Texto fornecido:
Mas, se assim é, pergunta-se: será através
do conhecimento predominante da normalização contabilística que o interesse
informativo das empresas é maximizado, ou seja, será aquele modelo de ensino o
mais útil ao mercado?
A este respeito, o Professor partilha a
ideia de que «uma boa formação teórica cimenta o conhecimento e permite encarar
com maior preparação os desafios da mudança. Um estudante médio, possuidor de
uma razoável formação ao nível conceptual reunirá excelentes condições para se
adaptar a qualquer alteração normativa.» Evidentemente que, com isto, o
Professor não defendia que a «formação deverá ser exclusivamente teórica.» Nas
suas palavras, «uma solução mitigada arrasta maiores vantagens para o processo
de formação.»
Conhecidas estas brevíssimas reflexões
teóricas do Professor, acerca do que entendia ser o mais adequado modelo de
ensino da Contabilidade, importa agora complementar esta sua visão com a
evidência empírica, ou seja, aferir se, verdadeiramente, o Professor aplicou na
prática a sua conceção de um ensino baseado «no pensar a Contabilidade.»
Ora, a evidência empírica existe e
traduz-se, por exemplo, no modelo de ensino que o Professor sempre defendeu e
implementou na “sua” escola (ISCA de Aveiro), e que naturalmente foi
conseguindo incutir nos colegas que com ele trabalharam. Ainda numa das suas
últimas entrevistas, à OTOC, em 2010, o Professor referia: «Com o passar dos
anos cada vez mais me vou convencendo do acerto que é a lecionação na base da
Teoria da Contabilidade, em vez da lecionação na base de um qualquer sistema
normativo», argumentando que os «fundamentos da primeira são perenes.»
Muitos de nós são o produto deste modelo de
ensino, que nas palavras do Professor nos conduz a um nível superior: do «aprender a aprender. » Como
muitas vezes referia «é preciso pensar a Contabilidade» e, tal, concretiza-se
quando a definição do plano de estudos desenvolva «a aptidão para a
interrogação, o espírito lógico e a crítica.» Este foi, em minha opinião, um
dos seus mais notáveis legados: o pensamento crítico e a partilha do saber!
Mas, muito embora fosse este o modelo de
ensino que, não só defendia, como aplicava na prática, o Professor alertava
para o facto de conhecer «algumas escolas onde, verdadeiramente, não se ensinou
Contabilidade, mas apenas se ensinou a mecânica inerente à utilização do
[então] POC...» enfrentando «alguma dificuldade de adaptação» às mudanças
induzidas pelo SNC.
Uma vez mais, o Professor tinha razão!
Tinha razão quando nos incutiu o ensino com base na Teoria da Contabilidade,
sem um total apego a um normativo, afastando-nos de uma qualquer “folha
cor-de-rosa” com códigos de contas, que muitos identificavam como sendo o já
desaparecido Plano Oficial de Contabilidade. Como dizia o Prof. Domingos Cravo,
em bom rigor, em SNC continuámos a ensinar os mesmos conceitos, princípios e
pressupostos que já ensinávamos antes. O grande esforço de adaptação foi à nova
estrutura do SNC e à respetiva mudança de terminologia.

Conjunto de tarefas:
A. Segundo o texto sobre o ensino da Contabilidade, em que escola o Professor implementou o modelo de ensino que sempre defendeu?
B. Por favor, prossiga o texto sobre o ensino da Contabilidade a partir da última frase apresentada.

Registos em bruto:
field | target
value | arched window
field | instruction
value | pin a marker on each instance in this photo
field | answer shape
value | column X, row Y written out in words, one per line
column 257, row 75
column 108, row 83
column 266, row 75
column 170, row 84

Resultados do exercício:
A. No ISCA de Aveiro.

B.
O
sucesso da Simulação Empresarial
Ainda no que respeita à metodologia de
ensino, o Professor foi percursor na idealização, e posterior aplicação no
ISCA-UA, do ensino complementado com o estudo de casos. Já em 1999, o Professor
auspiciava que «o ensino magistral-tutorial deixará de predominar na docência
da disciplina para, numa primeira fase, vir a ser complementado pelo estudo de
casos, saltando em estádio mais evoluído para um sistema de ensino interativo.»
E, no ISCA-UA, assim o é, por mérito do
Professor e, claro, de todos os restantes colegas que implementaram (e
continuam a desenvolver na prática) a ideia inovadora do Professor, que se
traduziu na unidade curricular, que hoje, sob a denominação de Simulação
Empresarial, é um reconhecido caso de sucesso.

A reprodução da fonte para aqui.